──────── DOCUMENTO FUENTE
Recolectora de amaneceres (y atardeceres)
Me levantaba la primera, cuando el resto de peregrinos dormían, susurrando canciones de amor al nuevo día. Quería sorprender al amanecer con el ruido de mis pasos sobre la tierra recién levantada; música infinita, el suelo dando la bienvenida a mis pies.
Para mantener la llama de mi romance con los amaneceres, dormía en albergues a ciertos kilómetros de distancia de las poblaciones señaladas como final o comienzo de etapa, lejos del ruido. Así, al despertar, me aseguraba unos pocos kilómetros menos habitados, en los que sólo yo visitaba el día, nadie más que yo existía en el Camino.
El sol nacía para mí, y yo le recitaba un salmo de posibilidades, pasos que huelen a tierra mojada, inocencia, fuerza y voluntad. Escribía:
“No quiero ser nada especial cuando sea mayor, ni un gran sueldo si me quita el sueño, ni a nadie que me robe la salud. Sólo quiero ser lo que ya soy.
Quiero recordar, cada día, al alba, que si hay prisas, son herencia de un mundo que no me pertenece.
Quiero abandonarme a la vida, a la que poco le importan los mapas o los planes. Que mi hogar sean personas que quieran dar y recibir amor, del bueno.
────────────────
**TAREA:**
Responde a estas preguntas sobre el texto de los amaneceres:
(a) ¿Qué hacían los demás peregrinos cuando la voz narradora se levantaba?
(b) ¿Dónde dormía la voz narradora para mantener su romance con los amaneceres?
(c) Según lo que escribía, ¿qué quería recordar cada día al alba?
──────── DATOS EXTRAÍDOS
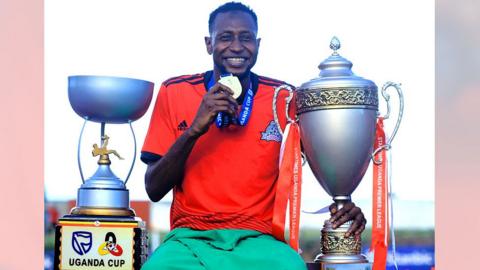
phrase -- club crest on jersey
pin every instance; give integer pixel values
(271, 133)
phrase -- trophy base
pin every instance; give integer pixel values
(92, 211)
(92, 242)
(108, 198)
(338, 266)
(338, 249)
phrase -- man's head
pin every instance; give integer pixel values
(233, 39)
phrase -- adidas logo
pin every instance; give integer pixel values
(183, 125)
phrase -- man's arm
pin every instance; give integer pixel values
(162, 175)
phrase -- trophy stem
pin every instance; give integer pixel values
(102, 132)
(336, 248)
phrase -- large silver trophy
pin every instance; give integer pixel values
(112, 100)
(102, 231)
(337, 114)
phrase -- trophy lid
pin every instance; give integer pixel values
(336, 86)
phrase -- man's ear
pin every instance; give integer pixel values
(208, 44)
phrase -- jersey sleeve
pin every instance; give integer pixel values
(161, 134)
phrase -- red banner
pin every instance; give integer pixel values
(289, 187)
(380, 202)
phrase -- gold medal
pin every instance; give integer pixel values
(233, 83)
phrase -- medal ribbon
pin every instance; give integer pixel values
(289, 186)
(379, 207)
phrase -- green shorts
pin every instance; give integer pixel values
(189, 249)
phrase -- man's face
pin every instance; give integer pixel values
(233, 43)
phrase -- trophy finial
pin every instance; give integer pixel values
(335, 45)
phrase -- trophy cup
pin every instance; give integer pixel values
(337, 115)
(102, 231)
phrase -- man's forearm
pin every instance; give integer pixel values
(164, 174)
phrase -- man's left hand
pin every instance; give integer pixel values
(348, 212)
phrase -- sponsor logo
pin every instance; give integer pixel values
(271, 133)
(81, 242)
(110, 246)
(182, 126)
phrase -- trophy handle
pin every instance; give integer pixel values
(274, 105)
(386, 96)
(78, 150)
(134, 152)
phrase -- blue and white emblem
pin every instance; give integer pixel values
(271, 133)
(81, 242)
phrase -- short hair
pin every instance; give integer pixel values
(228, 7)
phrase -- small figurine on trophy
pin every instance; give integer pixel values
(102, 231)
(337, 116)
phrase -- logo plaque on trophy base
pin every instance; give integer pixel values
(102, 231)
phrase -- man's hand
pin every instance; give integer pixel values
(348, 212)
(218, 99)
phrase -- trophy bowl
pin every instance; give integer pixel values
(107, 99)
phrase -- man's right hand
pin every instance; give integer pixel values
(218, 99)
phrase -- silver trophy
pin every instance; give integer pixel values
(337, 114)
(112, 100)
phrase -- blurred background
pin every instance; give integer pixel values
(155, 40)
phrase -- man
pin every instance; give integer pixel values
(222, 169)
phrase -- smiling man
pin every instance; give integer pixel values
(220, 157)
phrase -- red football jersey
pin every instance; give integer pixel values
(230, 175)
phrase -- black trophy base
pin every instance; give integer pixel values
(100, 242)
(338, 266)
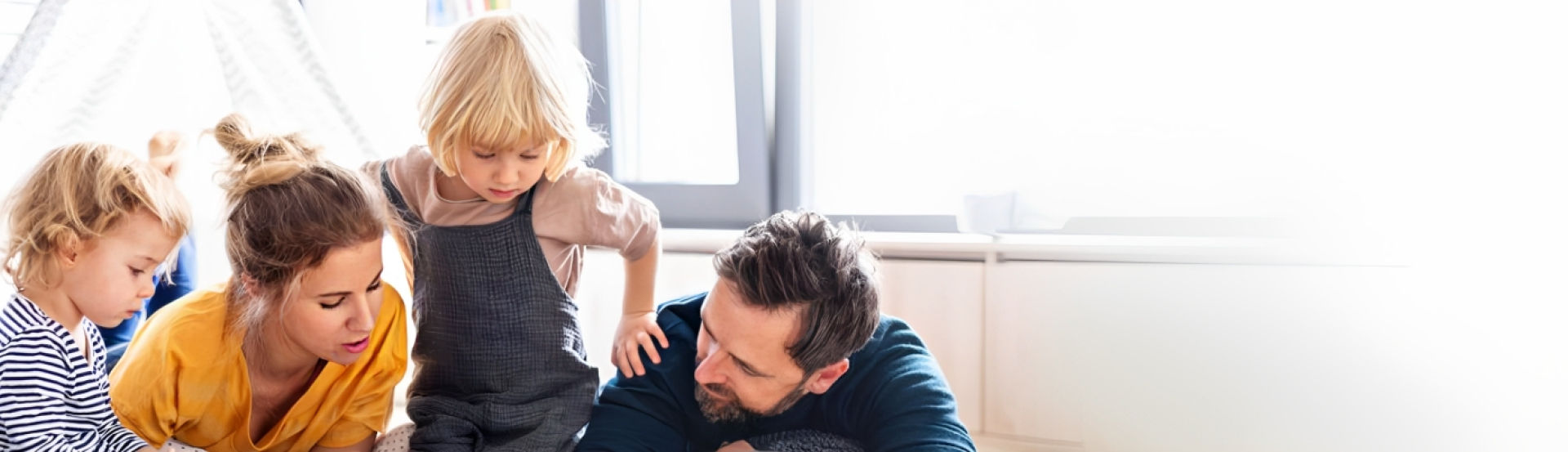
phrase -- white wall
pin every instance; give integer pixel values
────────────────
**RESPUESTA ESCRITA:**
(a) Dormían.
(b) En albergues a ciertos kilómetros de distancia de las poblaciones señaladas como final o comienzo de etapa, lejos del ruido.
(c) Que, si hay prisas, son herencia de un mundo que no le pertenece.